Could you reproduce, exactly and alone, the lines running from the one with "Category: white stone monument" to the end of the data below?

+++ Source records +++

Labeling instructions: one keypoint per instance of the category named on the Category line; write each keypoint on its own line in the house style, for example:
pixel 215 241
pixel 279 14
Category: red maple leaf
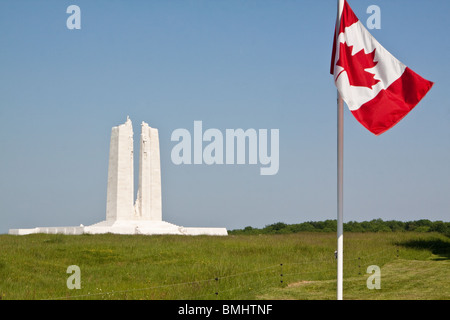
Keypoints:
pixel 355 66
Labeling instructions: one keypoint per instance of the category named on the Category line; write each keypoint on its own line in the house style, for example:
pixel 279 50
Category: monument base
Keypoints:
pixel 125 227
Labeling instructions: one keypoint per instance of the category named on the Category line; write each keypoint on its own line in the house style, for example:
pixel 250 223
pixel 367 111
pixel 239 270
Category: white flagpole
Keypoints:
pixel 340 189
pixel 340 174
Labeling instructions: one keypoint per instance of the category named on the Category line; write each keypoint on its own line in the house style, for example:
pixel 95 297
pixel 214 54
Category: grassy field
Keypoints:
pixel 290 266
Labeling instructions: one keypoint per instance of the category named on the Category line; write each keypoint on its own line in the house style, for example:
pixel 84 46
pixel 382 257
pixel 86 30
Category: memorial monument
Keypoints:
pixel 123 214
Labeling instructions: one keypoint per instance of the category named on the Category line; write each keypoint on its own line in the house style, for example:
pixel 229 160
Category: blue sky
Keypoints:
pixel 231 64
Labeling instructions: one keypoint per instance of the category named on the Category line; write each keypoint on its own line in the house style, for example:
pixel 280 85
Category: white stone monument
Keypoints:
pixel 123 215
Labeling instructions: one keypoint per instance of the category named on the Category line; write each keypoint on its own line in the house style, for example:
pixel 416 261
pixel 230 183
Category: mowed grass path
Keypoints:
pixel 291 266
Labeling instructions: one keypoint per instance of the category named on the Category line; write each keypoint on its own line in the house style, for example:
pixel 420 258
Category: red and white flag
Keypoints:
pixel 378 89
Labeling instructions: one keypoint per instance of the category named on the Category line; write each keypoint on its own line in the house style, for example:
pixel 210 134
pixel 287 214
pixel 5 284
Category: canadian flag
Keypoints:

+++

**Your response:**
Category: white stone monument
Keypoints:
pixel 123 215
Labeling instructions: one keypoint per instance of the category named on the Category line; write each keypoint on its own line in the house style, for example:
pixel 416 261
pixel 230 183
Category: mowed grass path
Keypoints:
pixel 291 266
Labeling instructions: one keypoint per instance of the category named on the Category line; write each keypoint on its own line in the house style, for example:
pixel 420 258
Category: red and white flag
Keypoints:
pixel 378 89
Labeling instructions: one keypoint per instance of the category named on the Category line; write each keypoint on its own line in the house style, for example:
pixel 210 134
pixel 287 214
pixel 5 284
Category: canadian flag
Keypoints:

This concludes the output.